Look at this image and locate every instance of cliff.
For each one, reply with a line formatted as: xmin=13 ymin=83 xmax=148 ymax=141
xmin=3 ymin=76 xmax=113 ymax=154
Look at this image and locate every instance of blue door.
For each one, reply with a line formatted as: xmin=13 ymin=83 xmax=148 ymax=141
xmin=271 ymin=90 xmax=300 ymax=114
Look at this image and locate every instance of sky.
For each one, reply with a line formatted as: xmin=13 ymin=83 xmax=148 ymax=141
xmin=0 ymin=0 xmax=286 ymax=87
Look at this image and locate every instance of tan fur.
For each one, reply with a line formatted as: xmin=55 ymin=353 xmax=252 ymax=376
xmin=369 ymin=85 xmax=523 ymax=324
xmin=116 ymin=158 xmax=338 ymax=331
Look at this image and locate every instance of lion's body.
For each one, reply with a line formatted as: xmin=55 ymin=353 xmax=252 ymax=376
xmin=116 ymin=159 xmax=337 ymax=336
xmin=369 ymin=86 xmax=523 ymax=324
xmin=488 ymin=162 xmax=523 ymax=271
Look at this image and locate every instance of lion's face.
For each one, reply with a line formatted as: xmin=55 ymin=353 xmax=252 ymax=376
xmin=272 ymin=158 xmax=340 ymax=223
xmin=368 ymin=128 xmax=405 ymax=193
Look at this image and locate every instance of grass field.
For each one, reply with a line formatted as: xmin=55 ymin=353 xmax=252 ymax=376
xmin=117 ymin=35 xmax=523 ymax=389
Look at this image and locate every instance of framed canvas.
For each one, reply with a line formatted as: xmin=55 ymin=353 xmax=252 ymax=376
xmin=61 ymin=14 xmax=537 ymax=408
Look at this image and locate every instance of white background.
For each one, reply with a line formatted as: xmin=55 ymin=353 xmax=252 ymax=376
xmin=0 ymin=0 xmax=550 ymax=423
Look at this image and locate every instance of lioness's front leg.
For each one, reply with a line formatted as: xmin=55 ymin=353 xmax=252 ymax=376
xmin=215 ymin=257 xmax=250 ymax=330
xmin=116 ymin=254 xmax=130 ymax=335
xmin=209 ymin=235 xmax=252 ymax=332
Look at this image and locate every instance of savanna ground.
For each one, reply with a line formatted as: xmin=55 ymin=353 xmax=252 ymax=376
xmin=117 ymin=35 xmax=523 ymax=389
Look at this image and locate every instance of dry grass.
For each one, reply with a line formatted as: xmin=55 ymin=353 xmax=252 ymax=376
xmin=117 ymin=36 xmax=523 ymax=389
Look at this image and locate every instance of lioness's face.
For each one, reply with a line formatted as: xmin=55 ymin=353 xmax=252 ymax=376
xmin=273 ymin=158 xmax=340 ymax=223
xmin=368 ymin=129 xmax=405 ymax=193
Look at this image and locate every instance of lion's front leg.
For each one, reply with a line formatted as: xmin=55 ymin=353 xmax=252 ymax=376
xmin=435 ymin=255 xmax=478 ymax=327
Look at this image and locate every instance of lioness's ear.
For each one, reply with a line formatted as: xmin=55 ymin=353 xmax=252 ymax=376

▶ _Your goal_:
Copy out every one of the records above word for word, keeping each line in its original order.

▶ _Expected answer_:
Look at this image and locate every instance of cliff.
For each one, reply with a line formatted as: xmin=13 ymin=83 xmax=148 ymax=141
xmin=3 ymin=76 xmax=113 ymax=154
Look at this image and locate every instance of blue door.
For each one, reply with a line formatted as: xmin=13 ymin=83 xmax=148 ymax=141
xmin=271 ymin=90 xmax=300 ymax=114
Look at this image and locate every instance of sky.
For each one, reply with a line formatted as: xmin=13 ymin=83 xmax=148 ymax=141
xmin=0 ymin=0 xmax=286 ymax=87
Look at this image and locate every instance of tan fur.
For each one, reply with a line formatted as: xmin=55 ymin=353 xmax=252 ymax=376
xmin=369 ymin=85 xmax=523 ymax=324
xmin=116 ymin=158 xmax=338 ymax=331
Look at this image and locate every instance of lion's body.
For each one, reply with a line formatted as: xmin=55 ymin=353 xmax=252 ymax=376
xmin=116 ymin=159 xmax=337 ymax=336
xmin=369 ymin=86 xmax=523 ymax=324
xmin=488 ymin=162 xmax=523 ymax=271
Look at this image and locate every instance of lion's face.
For each one, reply with a line formatted as: xmin=55 ymin=353 xmax=252 ymax=376
xmin=272 ymin=158 xmax=340 ymax=223
xmin=368 ymin=128 xmax=405 ymax=193
Look at this image and locate every instance of grass field.
For each one, reply with a line formatted as: xmin=55 ymin=353 xmax=252 ymax=376
xmin=117 ymin=35 xmax=523 ymax=389
Look at this image and locate every instance of framed canvas.
For each one, reply with a line formatted as: xmin=55 ymin=353 xmax=252 ymax=376
xmin=61 ymin=14 xmax=537 ymax=408
Look at this image and locate every instance of white background.
For each one, reply with a line formatted as: xmin=55 ymin=353 xmax=252 ymax=376
xmin=0 ymin=0 xmax=550 ymax=423
Look at this image and locate every instance of lioness's front leg.
For each one, reply with a line formatted as: xmin=55 ymin=353 xmax=252 ymax=376
xmin=215 ymin=257 xmax=250 ymax=330
xmin=116 ymin=254 xmax=130 ymax=335
xmin=209 ymin=235 xmax=252 ymax=332
Look at this image and locate every instance of savanna ground.
For each one, reply with a line formatted as: xmin=55 ymin=353 xmax=252 ymax=376
xmin=117 ymin=35 xmax=523 ymax=389
Look at this image and locate every instance of dry grass.
For each one, reply with a line formatted as: xmin=55 ymin=353 xmax=252 ymax=376
xmin=117 ymin=36 xmax=523 ymax=389
Look at this image and locate every instance of lioness's face.
For each one, reply with a line formatted as: xmin=55 ymin=353 xmax=252 ymax=376
xmin=273 ymin=158 xmax=340 ymax=223
xmin=368 ymin=129 xmax=405 ymax=193
Look at this image and locate every instance of lion's front leg.
For each one, reply with a line formatted as: xmin=55 ymin=353 xmax=252 ymax=376
xmin=435 ymin=255 xmax=478 ymax=327
Look at this image and locate every instance of lioness's ear.
For each one, reply with a line formatted as: xmin=55 ymin=353 xmax=252 ymax=376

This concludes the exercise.